» Task list:
[A] In the article on Elizabeth Anscombe, change the part that begins at the words "Plato began his" and stops after "off, said Plato.", with "soup" in place of "beans".
[B] In the article on Elizabeth Anscombe, can you restate the paragraph beginning "Plato began his talk by telling stories" as a short list that keeps its main facts?
[C] Answer these questions on the article about Elizabeth Anscombe:
(i) What position does Alex Plato hold at Franciscan University?
(ii) On what date did he speak to the students?
(iii) What was Anscombe known for disrupting?

» Passage for review:
Philosophy professor discusses ideas, values of philosopher Elizabeth Anscombe


Alex Plato, assistant professor of philosophy at Franciscan University, spoke Sept. 24 to a group of Franciscan students, sharing the personality and the philosophy of Elizabeth Anscombe, after whom the Anscombe Society is named.

Plato, who holds a doctorate in philosophy, is fascinated by Anscombe, and he even wrote his doctoral dissertation on her ideas. Plato described the Anscombe Society as “a group of people inspired by Anscombe’s view on truth, ethics and human sexuality.”

Plato began his talk by telling stories about Anscombe, a woman whom he described as “brusque,” as she once ate beans right out of a can while giving a talk on the importance of formalities. Another time, when told that she was not allowed to wear pants, she promptly took them off, said Plato.

He said that Anscombe cared deeply about truth and justice and was known for disrupting the activities of abortion clinics.

Anscombe believed that in order to better understand ethics, it is necessary to look at things not as being “right” or “wrong,” “moral” or “immoral,” but rather in terms of what virtues or vices those things foster, explained Plato.

Plato explained that pride is exemplified in vanity and arrogance, and he also discussed ways in which lust disturbs a person’s judgment.

» Provided material:
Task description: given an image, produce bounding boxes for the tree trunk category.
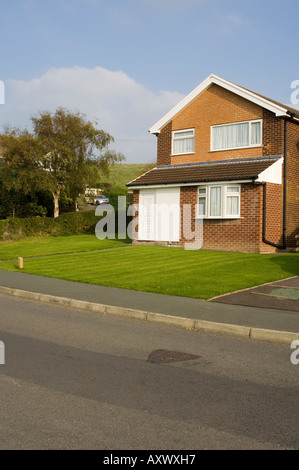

» Task responses:
[A]
Plato began his talk by telling stories about Anscombe, a woman whom he described as “brusque,” as she once ate soup right out of a can while giving a talk on the importance of formalities. Another time, when told that she was not allowed to wear pants, she promptly took them off, said Plato.

[B]
- Plato opened his talk with stories about Anscombe, whom he called "brusque."
- She once ate beans out of a can while giving a talk on the importance of formalities.
- Another time, when told she was not allowed to wear pants, she promptly took them off.

[C]
(i) Assistant professor of philosophy
(ii) Sept. 24
(iii) The activities of abortion clinics